GOAL: Return the lines below unchanged, from the line with "Could you please point out the bare" to the line with "(1324, 511)", both included, and leave the pictures out.

-- start RECORDS FOR THE EXERCISE --

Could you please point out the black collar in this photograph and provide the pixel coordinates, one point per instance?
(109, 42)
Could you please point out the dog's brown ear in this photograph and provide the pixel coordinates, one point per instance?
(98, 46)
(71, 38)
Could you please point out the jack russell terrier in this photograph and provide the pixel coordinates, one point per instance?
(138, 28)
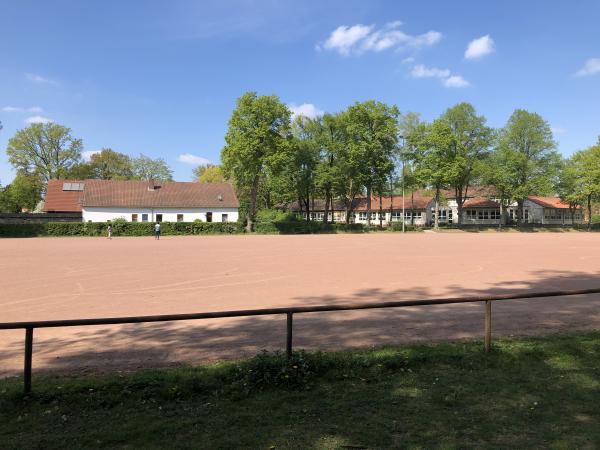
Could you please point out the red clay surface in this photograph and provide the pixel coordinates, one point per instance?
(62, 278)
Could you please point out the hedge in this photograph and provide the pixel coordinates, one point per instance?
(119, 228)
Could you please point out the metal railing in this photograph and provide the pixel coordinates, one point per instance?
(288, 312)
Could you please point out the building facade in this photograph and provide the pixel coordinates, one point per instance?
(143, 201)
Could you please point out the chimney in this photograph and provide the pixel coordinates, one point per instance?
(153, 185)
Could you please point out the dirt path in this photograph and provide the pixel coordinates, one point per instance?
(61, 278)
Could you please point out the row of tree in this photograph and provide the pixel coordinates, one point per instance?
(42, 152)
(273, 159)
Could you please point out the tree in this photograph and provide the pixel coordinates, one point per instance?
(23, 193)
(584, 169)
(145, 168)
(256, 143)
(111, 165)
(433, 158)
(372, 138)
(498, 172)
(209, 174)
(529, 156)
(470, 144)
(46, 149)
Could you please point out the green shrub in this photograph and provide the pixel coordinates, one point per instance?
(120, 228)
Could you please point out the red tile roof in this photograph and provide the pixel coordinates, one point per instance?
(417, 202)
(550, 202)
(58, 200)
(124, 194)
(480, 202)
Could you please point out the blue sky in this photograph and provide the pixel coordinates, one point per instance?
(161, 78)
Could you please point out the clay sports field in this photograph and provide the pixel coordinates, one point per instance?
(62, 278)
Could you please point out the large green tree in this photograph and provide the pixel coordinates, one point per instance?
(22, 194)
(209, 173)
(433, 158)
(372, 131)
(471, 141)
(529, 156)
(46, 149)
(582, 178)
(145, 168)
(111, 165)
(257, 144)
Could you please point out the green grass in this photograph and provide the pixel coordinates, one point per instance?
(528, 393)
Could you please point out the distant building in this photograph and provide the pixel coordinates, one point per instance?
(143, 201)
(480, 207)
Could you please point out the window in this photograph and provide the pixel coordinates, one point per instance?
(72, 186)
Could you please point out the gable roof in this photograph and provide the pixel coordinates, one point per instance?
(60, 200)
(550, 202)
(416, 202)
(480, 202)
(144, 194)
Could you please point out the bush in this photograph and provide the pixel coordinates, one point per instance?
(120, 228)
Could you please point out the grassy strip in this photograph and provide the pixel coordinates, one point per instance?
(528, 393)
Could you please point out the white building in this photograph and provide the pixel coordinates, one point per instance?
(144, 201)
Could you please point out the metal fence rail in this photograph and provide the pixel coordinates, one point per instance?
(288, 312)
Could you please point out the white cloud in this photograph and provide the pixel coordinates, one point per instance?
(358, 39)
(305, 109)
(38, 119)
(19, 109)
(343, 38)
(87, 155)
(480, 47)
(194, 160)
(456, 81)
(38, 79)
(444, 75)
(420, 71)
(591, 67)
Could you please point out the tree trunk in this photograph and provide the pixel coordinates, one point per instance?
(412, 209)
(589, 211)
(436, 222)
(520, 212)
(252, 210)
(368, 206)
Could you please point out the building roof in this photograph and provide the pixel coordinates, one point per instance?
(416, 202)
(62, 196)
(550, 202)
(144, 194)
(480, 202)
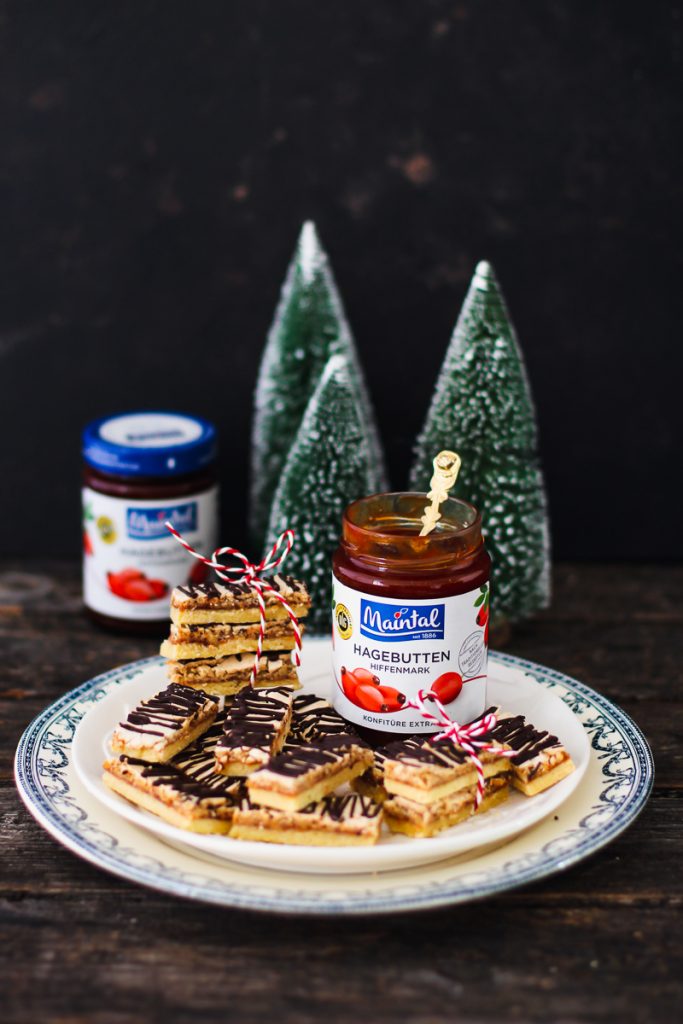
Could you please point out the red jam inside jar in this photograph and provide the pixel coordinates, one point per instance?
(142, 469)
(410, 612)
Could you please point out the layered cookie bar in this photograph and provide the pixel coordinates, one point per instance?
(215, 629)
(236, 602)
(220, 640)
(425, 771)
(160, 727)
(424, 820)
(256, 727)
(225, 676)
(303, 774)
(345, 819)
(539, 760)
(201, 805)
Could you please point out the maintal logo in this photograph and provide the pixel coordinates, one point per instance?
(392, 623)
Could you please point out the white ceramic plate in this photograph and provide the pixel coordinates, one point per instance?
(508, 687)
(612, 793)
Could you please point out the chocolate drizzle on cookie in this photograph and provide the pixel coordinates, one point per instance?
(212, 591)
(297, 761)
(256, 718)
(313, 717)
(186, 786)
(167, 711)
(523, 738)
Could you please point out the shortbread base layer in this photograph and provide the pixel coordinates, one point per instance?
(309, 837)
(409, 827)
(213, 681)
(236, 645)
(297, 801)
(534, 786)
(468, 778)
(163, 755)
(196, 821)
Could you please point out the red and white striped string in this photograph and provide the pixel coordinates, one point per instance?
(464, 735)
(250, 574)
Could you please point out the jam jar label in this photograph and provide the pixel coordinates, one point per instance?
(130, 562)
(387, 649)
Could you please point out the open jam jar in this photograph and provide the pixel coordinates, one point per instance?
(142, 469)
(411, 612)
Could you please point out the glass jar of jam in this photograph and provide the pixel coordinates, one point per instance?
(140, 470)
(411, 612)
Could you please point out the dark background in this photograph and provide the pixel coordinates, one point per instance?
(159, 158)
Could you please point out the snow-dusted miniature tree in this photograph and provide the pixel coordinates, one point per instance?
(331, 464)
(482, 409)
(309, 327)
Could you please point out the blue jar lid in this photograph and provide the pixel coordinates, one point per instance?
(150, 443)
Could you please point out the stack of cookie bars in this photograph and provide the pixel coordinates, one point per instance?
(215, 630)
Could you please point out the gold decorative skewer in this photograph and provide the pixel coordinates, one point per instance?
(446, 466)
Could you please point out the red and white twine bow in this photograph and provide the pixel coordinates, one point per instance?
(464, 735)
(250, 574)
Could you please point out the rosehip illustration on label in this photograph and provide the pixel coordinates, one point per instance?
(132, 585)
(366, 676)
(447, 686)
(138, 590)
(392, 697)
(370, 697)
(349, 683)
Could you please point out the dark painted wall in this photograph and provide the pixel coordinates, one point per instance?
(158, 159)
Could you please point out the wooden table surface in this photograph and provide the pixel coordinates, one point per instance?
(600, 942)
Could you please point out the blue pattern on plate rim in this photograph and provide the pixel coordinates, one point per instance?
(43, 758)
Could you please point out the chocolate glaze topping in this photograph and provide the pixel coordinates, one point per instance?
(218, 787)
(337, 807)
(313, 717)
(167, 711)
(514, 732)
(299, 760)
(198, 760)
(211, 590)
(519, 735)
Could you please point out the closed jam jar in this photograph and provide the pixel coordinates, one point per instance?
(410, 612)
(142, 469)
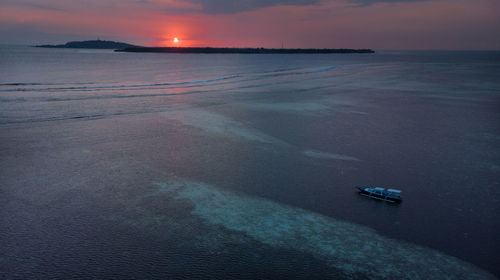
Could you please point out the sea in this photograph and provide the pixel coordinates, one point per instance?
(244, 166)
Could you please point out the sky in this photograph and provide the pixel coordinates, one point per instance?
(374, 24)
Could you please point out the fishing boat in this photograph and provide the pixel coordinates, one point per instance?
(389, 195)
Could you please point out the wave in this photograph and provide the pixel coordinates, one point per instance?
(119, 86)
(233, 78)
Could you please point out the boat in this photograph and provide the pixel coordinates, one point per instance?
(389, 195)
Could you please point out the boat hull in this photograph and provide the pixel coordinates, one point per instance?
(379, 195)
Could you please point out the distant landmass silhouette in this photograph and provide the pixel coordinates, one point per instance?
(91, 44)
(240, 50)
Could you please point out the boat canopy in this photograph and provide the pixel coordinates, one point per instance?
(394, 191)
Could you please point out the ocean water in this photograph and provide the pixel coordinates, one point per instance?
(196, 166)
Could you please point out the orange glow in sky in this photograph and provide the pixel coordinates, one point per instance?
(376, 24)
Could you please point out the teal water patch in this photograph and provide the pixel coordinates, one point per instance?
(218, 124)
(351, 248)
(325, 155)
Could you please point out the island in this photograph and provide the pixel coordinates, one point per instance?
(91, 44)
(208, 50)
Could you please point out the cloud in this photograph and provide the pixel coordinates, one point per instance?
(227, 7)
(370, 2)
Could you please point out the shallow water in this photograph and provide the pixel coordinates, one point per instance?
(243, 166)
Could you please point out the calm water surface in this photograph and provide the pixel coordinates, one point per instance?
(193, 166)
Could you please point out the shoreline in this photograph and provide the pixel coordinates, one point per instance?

-- end RECORDS FOR THE EXERCISE --
-- start RECORDS FOR THE EXERCISE --

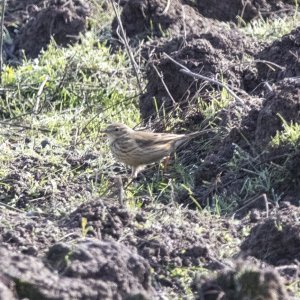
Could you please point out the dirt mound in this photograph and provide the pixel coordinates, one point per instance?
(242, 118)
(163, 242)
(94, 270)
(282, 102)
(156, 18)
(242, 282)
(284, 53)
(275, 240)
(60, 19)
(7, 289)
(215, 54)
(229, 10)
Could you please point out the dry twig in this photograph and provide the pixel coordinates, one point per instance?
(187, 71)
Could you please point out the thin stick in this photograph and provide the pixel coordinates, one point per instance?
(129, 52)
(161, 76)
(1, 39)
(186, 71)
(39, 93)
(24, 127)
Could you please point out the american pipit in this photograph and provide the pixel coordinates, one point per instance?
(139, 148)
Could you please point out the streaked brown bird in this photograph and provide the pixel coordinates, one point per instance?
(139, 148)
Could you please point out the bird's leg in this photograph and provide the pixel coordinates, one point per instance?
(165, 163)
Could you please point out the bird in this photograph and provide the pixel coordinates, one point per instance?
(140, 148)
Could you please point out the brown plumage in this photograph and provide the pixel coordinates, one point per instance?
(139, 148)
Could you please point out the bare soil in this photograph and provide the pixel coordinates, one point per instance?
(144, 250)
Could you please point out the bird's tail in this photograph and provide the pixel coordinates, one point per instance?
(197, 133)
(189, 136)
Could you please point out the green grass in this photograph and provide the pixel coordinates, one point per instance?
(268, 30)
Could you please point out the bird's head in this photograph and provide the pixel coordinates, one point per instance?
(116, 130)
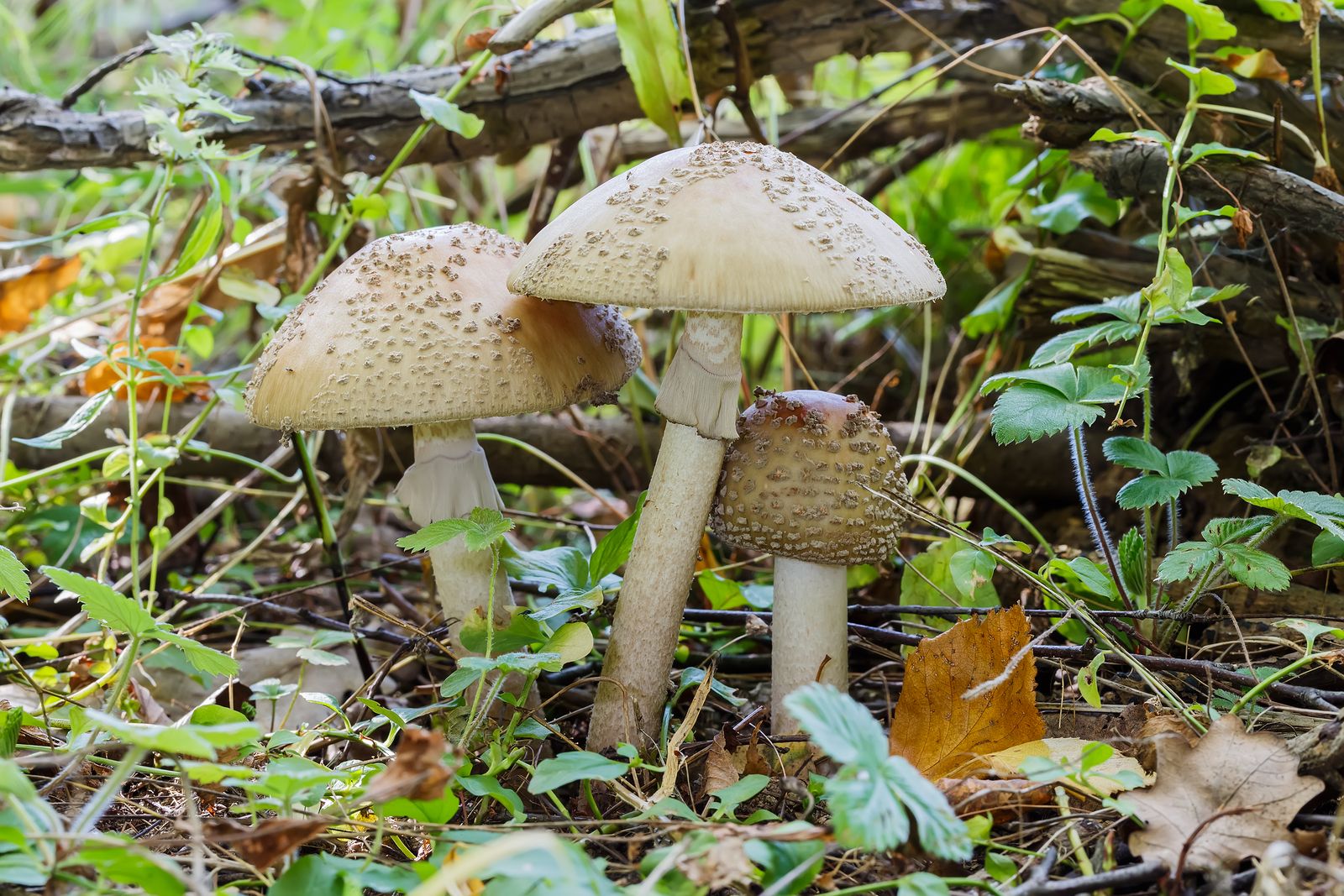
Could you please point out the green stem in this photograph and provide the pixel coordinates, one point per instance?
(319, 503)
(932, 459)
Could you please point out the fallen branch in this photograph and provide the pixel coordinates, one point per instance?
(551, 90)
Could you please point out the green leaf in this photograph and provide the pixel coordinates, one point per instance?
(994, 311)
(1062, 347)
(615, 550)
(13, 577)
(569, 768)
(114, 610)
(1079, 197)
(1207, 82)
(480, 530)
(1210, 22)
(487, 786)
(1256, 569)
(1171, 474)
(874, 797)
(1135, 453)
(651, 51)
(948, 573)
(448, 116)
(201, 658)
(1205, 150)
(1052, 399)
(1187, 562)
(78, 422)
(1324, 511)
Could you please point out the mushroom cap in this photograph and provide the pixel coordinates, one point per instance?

-- end RECORDS FOR THE EXERCISE --
-- start RECORDS FOR THE EXERCISE --

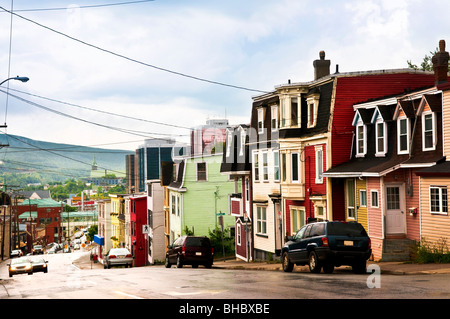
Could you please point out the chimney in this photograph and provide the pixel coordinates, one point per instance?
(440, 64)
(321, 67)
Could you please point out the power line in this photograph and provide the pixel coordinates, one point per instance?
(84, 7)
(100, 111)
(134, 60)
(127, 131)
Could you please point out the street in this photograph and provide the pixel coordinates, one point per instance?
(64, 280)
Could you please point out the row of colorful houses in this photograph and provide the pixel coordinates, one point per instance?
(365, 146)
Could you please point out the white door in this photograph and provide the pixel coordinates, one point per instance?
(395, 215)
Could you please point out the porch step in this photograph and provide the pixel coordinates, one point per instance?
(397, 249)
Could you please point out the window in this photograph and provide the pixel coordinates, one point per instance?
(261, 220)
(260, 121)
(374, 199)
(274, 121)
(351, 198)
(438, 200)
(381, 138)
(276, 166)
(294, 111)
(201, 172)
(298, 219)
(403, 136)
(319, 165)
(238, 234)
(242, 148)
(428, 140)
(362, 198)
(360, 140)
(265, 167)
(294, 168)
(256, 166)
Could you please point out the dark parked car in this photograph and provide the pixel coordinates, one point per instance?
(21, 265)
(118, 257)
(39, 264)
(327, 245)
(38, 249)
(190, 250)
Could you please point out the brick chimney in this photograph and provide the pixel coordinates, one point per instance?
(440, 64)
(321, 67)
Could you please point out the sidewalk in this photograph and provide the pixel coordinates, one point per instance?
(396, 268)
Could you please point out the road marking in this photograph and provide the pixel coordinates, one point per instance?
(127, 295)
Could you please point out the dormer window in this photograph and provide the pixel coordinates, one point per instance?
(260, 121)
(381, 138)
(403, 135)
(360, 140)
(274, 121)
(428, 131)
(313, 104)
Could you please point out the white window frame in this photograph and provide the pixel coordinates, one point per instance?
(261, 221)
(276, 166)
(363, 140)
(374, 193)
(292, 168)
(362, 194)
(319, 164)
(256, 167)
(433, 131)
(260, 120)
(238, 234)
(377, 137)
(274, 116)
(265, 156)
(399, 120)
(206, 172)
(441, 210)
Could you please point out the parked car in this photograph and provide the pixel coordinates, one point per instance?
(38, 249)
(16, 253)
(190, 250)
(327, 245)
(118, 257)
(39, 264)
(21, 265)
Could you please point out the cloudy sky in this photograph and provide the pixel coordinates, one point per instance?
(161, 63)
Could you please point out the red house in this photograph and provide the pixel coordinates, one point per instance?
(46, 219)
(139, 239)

-- end RECORDS FOR THE EXERCISE --

WORKED SOLUTION:
Could you please point out the bare soil in this photograph and provide the pixel coordinates, one point per instance?
(144, 250)
Could you please point out the bird's tail in this photograph and provide the pixel coordinates, one point per instance?
(197, 133)
(189, 136)
Could you please point out the green grass in this photograph and provide the pixel coordinates, one point per instance?
(268, 30)
Could you please point out the bird's head in this photograph and provide the pixel coordinates, one point per instance?
(116, 130)
Could you please point out the green stem in this photograph and provide the pixel coordinates, one point per instance?
(319, 503)
(932, 459)
Could you please point out the fallen branch in this photograph and provide the pixel coordinates, one point per instance?
(551, 90)
Could you please point out the green leaf in this photograph and provide the pixel coordinates, one point per instance?
(994, 311)
(1062, 347)
(615, 550)
(13, 577)
(569, 768)
(114, 610)
(1079, 197)
(1207, 82)
(480, 530)
(1210, 22)
(487, 786)
(1256, 569)
(1171, 474)
(874, 797)
(1135, 453)
(651, 51)
(948, 573)
(448, 116)
(201, 658)
(1205, 150)
(1052, 399)
(1187, 562)
(78, 422)
(1324, 511)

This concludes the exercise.